[Image-grounded pointing data]

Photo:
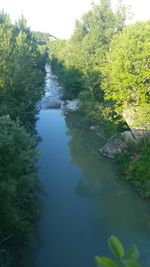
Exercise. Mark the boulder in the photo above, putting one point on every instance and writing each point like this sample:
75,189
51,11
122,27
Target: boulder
128,137
51,104
138,120
72,105
112,147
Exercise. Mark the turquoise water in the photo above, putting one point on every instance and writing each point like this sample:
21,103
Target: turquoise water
83,200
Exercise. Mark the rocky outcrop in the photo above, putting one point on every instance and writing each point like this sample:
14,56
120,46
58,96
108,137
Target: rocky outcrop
56,104
128,137
138,120
112,147
98,132
71,105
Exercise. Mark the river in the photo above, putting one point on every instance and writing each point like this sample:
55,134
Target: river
83,200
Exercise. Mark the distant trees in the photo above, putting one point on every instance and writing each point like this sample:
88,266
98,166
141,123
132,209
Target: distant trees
86,49
107,65
126,74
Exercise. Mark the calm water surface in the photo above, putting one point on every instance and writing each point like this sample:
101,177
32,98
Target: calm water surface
83,200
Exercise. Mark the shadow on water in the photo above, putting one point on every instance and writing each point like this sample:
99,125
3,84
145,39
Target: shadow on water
84,200
117,207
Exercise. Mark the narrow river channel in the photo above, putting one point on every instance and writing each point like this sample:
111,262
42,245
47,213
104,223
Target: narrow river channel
83,200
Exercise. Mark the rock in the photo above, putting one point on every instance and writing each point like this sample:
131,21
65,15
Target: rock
128,136
72,105
98,132
112,147
138,121
51,104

• Prompt:
Only the lines that contain the string "writing" are to be copied from the records.

• Your response:
Exercise. Mark the boulder in the photo above, putting one point on every instance and writing each point like this sample:
Exercise. Mark the turquoise water in the photo above, putting one point on every instance and writing each point like this sample:
Exercise. Mark the rocky outcrop in the photo above, putting one point on every instance and writing each point like this sample:
Exercise. Mark the river in the photo above, putting one point on every instance and writing each point like this sample:
Exercise. Mark the distant trees in the photo above, putting one point on every instance and writing each point like this sample:
Exercise. Mark the calm water surface in the photo above, putting one point on every instance and writing each point like this sample:
Exercise. Mark the shadow on water in the photo above, putting one point on every instance and writing each point like this sample:
Exercise. Mark the narrow river channel in the photo above, putting one point on every instance and writing each point like this sample:
Exercise. Mark the rock in the photo above, putting one point on every instance and writing each point like this sample:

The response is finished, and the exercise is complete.